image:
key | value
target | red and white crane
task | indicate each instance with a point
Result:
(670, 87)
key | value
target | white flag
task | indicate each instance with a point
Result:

INSTRUCTIONS TO FOLLOW – Scan the data above for the word "target". Copy every line in which it is found.

FINISHED TASK –
target | red and white crane
target | white flag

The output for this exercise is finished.